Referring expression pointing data
■ ■ ■ ■
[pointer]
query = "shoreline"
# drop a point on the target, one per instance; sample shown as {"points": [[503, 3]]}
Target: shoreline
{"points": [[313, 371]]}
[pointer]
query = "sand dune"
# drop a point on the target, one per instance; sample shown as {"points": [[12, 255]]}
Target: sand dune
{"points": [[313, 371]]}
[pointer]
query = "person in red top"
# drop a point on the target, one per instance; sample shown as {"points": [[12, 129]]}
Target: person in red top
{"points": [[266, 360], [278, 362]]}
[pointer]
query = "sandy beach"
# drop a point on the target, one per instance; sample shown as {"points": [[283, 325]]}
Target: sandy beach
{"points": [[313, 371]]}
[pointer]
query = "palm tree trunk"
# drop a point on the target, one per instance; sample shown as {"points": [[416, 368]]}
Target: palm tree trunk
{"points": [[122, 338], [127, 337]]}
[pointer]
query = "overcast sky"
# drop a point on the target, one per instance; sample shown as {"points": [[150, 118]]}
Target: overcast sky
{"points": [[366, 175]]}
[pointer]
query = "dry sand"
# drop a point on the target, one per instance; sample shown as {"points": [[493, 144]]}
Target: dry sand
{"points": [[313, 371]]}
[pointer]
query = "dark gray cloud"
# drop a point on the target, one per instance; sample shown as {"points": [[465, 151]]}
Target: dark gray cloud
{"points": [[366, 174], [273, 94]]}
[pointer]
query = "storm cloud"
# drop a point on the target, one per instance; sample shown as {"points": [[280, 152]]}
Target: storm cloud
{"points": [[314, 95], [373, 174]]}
■ ■ ■ ■
Gather all lines of the records that include the word "sample".

* ANSWER TO THIS TASK *
# drop a point on the target, one per instance; sample shown as {"points": [[503, 3]]}
# drop a point on the target, one per instance; sample shown as {"points": [[12, 255]]}
# drop a point on the target, one per instance; sample shown as {"points": [[12, 129]]}
# drop a point on the target, one per instance; sample shown as {"points": [[283, 325]]}
# drop a point on the target, one per instance; sample shown as {"points": [[416, 368]]}
# drop a point on the target, one per instance; sample shown as {"points": [[150, 118]]}
# drop a point on the target, one per instance; sample shown as {"points": [[493, 144]]}
# drop a point on the target, one per instance; sample shown as {"points": [[465, 151]]}
# drop a point on the target, one per instance; sample shown as {"points": [[280, 152]]}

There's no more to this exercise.